Point localization data
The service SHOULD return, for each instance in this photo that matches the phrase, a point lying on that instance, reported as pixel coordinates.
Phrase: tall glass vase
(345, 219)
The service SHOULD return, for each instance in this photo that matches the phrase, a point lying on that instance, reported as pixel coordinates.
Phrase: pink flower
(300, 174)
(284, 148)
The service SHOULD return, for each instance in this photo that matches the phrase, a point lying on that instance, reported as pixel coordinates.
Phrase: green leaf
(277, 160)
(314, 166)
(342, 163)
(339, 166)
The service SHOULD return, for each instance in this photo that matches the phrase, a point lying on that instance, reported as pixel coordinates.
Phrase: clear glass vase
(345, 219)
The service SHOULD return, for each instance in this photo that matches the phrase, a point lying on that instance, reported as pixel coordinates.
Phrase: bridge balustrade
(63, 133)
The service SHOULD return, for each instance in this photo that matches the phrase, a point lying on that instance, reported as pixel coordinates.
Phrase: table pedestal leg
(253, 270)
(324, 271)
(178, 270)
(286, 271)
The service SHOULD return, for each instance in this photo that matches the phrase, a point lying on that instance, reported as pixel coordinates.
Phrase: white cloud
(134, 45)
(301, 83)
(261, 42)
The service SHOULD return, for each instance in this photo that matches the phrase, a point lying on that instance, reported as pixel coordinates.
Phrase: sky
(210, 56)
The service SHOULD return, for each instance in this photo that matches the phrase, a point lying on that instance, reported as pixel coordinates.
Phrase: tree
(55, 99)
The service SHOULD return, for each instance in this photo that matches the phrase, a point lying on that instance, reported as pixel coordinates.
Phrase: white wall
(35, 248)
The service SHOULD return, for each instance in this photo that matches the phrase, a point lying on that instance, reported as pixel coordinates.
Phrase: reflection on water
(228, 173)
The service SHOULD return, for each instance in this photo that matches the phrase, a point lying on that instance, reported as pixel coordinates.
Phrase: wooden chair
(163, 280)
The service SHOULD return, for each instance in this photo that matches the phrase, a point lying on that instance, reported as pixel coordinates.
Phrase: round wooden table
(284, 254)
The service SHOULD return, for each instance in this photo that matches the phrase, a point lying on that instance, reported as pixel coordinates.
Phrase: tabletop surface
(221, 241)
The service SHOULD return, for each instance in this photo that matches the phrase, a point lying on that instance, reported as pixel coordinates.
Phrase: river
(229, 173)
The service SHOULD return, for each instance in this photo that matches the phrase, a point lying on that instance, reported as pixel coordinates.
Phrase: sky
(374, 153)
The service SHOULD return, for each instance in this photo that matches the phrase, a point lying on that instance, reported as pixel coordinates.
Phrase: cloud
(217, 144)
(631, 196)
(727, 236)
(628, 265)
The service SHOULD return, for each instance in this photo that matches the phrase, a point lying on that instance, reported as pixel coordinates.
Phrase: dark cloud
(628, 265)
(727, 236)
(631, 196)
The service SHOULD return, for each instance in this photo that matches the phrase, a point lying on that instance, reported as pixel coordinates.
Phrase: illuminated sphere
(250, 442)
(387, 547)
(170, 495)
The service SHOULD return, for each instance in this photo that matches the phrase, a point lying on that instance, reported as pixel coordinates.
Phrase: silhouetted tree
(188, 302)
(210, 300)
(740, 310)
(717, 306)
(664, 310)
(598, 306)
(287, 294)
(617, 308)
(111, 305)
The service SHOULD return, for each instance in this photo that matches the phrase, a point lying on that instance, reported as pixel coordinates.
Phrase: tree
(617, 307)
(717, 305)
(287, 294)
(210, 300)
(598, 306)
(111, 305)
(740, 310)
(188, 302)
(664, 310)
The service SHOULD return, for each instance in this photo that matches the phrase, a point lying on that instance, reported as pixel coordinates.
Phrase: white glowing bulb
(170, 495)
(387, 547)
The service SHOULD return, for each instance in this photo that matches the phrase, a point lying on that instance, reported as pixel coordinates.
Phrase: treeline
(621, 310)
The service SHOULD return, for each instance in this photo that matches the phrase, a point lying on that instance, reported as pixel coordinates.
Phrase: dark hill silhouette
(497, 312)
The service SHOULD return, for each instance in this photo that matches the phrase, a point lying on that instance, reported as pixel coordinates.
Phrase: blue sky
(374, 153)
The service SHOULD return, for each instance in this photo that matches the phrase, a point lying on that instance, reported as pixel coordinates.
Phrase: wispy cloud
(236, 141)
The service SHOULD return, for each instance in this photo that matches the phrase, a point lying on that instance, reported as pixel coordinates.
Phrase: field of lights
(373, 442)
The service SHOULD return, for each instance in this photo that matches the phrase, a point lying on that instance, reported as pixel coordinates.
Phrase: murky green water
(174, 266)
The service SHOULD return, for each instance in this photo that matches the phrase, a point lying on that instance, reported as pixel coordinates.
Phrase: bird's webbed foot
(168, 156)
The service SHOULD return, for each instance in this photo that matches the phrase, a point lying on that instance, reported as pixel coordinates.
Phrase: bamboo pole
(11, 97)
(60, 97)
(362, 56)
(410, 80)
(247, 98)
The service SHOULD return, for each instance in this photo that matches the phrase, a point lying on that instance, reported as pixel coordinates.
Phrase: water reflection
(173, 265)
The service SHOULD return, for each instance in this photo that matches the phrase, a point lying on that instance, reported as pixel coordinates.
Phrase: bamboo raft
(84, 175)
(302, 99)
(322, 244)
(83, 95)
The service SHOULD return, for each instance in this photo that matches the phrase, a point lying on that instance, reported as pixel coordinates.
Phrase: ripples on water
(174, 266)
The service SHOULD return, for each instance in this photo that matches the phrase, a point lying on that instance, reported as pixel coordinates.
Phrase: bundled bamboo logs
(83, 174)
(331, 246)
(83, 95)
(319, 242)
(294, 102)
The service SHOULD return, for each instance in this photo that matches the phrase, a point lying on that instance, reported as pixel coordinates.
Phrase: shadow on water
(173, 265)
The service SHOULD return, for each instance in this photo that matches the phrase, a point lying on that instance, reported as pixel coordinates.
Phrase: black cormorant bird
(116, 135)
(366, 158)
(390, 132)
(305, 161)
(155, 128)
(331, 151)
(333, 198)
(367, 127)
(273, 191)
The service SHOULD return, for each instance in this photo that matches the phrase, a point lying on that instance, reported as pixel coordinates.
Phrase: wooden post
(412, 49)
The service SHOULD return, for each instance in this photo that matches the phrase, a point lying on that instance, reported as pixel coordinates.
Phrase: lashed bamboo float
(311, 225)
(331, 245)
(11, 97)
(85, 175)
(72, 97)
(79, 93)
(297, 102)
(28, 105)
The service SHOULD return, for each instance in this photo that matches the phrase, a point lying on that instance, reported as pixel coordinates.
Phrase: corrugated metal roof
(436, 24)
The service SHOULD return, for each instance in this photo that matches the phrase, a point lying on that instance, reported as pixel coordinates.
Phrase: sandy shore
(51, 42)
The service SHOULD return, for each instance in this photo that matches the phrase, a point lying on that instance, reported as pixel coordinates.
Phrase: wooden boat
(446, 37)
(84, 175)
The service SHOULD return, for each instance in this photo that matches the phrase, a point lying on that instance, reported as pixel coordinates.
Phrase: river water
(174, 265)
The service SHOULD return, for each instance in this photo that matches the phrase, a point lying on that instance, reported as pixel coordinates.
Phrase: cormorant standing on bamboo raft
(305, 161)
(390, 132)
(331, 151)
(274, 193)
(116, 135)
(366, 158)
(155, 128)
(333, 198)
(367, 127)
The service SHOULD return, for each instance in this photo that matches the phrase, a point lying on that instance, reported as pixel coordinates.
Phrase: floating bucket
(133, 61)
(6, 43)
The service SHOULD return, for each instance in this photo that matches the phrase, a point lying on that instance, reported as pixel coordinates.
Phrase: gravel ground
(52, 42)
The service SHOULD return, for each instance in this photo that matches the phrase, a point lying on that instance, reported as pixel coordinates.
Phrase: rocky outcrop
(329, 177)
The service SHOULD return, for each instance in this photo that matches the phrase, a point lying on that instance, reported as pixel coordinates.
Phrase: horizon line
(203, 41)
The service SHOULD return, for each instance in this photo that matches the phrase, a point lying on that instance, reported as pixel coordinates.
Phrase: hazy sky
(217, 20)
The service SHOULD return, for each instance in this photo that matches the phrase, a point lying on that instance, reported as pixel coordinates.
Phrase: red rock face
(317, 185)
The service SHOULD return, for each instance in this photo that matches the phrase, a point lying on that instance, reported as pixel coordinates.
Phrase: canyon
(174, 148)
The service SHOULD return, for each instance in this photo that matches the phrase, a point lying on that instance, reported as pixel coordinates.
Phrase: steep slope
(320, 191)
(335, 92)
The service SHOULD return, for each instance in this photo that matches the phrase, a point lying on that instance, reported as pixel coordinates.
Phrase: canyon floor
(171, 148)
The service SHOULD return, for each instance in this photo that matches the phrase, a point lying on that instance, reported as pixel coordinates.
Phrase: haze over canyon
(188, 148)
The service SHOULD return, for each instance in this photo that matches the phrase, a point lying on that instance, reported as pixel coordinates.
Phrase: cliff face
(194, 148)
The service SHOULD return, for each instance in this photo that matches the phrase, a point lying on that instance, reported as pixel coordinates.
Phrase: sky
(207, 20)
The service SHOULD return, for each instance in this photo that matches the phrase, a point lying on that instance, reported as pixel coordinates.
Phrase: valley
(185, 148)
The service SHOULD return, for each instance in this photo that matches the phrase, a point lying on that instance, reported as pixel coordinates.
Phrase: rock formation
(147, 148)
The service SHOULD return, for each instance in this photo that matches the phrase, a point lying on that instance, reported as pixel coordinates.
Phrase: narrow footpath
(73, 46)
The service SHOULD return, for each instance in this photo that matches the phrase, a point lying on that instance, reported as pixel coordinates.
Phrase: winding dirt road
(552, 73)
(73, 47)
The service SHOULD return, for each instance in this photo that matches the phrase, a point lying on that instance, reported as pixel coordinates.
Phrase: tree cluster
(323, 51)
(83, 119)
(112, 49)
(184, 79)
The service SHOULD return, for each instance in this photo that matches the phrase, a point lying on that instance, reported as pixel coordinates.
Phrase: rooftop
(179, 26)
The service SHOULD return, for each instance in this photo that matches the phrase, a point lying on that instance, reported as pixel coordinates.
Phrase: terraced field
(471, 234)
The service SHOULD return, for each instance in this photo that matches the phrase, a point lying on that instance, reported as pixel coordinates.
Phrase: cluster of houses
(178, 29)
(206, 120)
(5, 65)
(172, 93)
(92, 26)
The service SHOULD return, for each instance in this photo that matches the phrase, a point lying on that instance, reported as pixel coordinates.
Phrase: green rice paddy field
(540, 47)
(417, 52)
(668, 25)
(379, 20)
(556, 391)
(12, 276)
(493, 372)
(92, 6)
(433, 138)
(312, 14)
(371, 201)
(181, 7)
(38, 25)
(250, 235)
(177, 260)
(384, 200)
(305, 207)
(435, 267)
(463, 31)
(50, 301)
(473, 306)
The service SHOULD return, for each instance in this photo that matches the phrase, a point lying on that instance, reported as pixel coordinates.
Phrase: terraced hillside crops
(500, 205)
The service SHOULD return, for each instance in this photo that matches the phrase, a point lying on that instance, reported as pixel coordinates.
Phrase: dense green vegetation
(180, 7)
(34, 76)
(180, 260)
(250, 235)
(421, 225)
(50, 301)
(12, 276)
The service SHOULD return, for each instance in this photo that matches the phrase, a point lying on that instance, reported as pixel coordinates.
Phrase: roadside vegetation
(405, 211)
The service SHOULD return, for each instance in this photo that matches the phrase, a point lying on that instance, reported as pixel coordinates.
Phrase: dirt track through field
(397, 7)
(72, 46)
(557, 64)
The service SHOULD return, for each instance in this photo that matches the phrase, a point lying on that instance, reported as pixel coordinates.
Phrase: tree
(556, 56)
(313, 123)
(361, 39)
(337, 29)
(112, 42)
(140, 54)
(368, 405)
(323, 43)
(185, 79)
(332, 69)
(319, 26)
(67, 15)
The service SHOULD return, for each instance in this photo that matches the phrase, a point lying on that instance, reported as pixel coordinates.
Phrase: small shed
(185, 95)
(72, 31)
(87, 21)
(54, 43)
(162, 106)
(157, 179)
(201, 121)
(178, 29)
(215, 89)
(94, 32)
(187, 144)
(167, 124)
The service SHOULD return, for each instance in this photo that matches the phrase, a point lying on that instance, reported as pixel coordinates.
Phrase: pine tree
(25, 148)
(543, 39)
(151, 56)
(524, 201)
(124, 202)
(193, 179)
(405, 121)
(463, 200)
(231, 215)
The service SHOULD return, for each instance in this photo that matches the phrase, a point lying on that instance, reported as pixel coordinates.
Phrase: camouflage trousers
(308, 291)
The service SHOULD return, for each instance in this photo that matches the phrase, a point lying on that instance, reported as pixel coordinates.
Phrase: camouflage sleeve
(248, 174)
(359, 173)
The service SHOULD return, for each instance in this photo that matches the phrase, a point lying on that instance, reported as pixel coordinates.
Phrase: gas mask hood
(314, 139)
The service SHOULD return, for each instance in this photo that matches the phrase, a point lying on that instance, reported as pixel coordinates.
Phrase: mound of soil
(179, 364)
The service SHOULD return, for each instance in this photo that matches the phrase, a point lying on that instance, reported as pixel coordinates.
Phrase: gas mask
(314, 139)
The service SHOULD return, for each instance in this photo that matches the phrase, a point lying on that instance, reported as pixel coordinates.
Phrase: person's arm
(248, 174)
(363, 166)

# [Prompt]
Transcribe only the trailing portion of the entries above: the line that contains "Phrase: camouflage sleeve" and each line after it.

# [Response to the exercise]
Phrase: camouflage sleeve
(248, 174)
(359, 173)
The service SHOULD return, for each instance in this photo that matches the phrase, a point lying on that instance, reported as pixel coordinates.
Phrase: gas mask hood
(314, 139)
The service SHOULD return, for each instance in this photo that matches the phrase, a point lying on that instance, reported as pixel coordinates.
Phrase: mound of soil
(179, 364)
The service SHOULD return, for each instance in this photo that matches the phrase, a point lying on that instance, reported as pixel coordinates.
Phrase: gas mask
(314, 139)
The service SHOULD return, for each instance in this photo that matches the phrase, a point lying on that instance, reported as pixel coordinates.
Phrase: person's arm
(248, 174)
(363, 166)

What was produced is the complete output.